▶ **Work request**: Exact repetition of every entry is required.

[Dataset items]

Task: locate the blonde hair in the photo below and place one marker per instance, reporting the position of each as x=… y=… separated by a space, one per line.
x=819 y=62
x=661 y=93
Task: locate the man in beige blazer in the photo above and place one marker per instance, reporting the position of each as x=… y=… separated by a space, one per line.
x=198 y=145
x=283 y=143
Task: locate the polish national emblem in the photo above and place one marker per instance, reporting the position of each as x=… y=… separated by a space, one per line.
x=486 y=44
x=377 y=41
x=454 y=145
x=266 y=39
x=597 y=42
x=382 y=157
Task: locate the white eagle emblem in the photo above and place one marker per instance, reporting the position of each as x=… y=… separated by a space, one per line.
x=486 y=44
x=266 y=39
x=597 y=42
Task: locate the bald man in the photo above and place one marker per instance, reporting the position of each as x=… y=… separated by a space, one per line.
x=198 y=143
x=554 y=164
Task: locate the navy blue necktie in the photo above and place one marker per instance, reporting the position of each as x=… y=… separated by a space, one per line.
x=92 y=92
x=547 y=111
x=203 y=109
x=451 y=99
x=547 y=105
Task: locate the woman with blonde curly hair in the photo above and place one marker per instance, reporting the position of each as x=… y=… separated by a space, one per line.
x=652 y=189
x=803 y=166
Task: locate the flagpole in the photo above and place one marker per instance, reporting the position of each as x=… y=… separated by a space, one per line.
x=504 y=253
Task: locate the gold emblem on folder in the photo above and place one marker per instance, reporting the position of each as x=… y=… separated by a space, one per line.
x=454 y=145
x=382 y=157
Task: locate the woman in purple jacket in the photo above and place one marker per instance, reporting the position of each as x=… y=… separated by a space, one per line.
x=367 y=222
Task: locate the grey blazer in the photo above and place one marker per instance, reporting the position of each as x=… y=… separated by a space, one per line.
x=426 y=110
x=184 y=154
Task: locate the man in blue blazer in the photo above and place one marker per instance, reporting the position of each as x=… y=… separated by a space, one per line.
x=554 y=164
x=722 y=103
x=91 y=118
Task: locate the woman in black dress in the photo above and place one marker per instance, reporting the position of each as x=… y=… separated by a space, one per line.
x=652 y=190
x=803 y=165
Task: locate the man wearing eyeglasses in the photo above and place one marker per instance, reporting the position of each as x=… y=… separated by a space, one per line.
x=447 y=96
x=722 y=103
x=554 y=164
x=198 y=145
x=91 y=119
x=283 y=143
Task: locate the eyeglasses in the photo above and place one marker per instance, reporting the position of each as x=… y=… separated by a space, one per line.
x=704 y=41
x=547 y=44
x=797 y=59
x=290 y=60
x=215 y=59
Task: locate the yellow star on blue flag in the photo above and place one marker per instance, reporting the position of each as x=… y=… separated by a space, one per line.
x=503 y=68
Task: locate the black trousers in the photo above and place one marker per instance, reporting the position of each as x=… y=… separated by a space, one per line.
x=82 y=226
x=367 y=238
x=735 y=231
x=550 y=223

▶ **Response box**:
Task: locate the blonde hair in the photo below and place one marker per instance, reporting the position of each as x=… y=… separated by a space, one per line.
x=819 y=62
x=661 y=93
Task: locate the man in beige blazer in the photo above and place one marker per instance, reporting the position of each as x=… y=… separated by a space, one per line.
x=198 y=145
x=283 y=143
Task: locate the polish national emblem in the photo above and place one marker per instance, reporting the position of each as x=… y=… separated by a space, one per line.
x=486 y=44
x=377 y=41
x=454 y=145
x=266 y=39
x=597 y=42
x=382 y=157
Task: locate the white eagle emblem in the photo above and place one marker per instance, reporting the position of each as x=… y=… separated by a space, one per line.
x=486 y=44
x=266 y=39
x=597 y=42
Task: locate the bald man in the photo above and place one marker per instance, reporting the position of each as x=… y=… separated by a space, one per line.
x=198 y=143
x=554 y=164
Task: locate the navy blue necktie in the photo above and place one marker per instance, reporting the position of each as x=… y=… separated by a space, one per line.
x=92 y=92
x=547 y=111
x=203 y=109
x=451 y=99
x=547 y=105
Task: locate the woman with blonde curly hair in the photo above and place one marker per instance, reporting the position of each as x=… y=… separated by a space, one per line.
x=652 y=189
x=803 y=166
Task: locate the flagpole in the photo above and place one marker per instance, reporting the position of each as x=… y=… separated by a space, one per line.
x=504 y=253
Task: locate the gold emblem on folder in the photo above and place one marker per instance, reporting the position of each as x=… y=… separated by a space, one per line.
x=454 y=145
x=382 y=157
Task: locate the woman in purple jacket in the photo above and place one marker per instance, reporting the position of each as x=… y=… separated by a space, one per line.
x=367 y=222
Task: locate the grey blazer in the photo above and place one marker per instance, reporting the position of each as x=… y=… separated by a space, one per line.
x=426 y=110
x=184 y=154
Task: locate the man in blue blazer in the photo above and place one marker per instance, reporting the position of each as x=… y=… separated by a space, one per line.
x=554 y=164
x=722 y=103
x=91 y=118
Task: locate the woman in black dress in the photo above and place one marker per instance, reporting the position of each as x=… y=… separated by a space, one per line.
x=652 y=190
x=803 y=165
Task: locate the man wearing eyeglasses in the photo above and place one marker per instance, reporting the position of each as x=… y=… separated by a space, one per line.
x=447 y=96
x=722 y=103
x=554 y=164
x=198 y=145
x=91 y=119
x=283 y=143
Task: locate the eyeglasses in the photo above and place one marker per instance, reporting the position of each as x=… y=… separated by a space, one per line.
x=704 y=41
x=547 y=44
x=797 y=59
x=290 y=60
x=215 y=59
Task: locate the yellow star on blue flag in the photo above and place one marker per instance, reporting the position of each as x=… y=… separated by a space, one per line.
x=503 y=68
Task: locate the black trousers in the photo above and place one marker per instance, reporting the position of each as x=… y=… separated by a space, one per line.
x=82 y=226
x=367 y=238
x=735 y=231
x=550 y=223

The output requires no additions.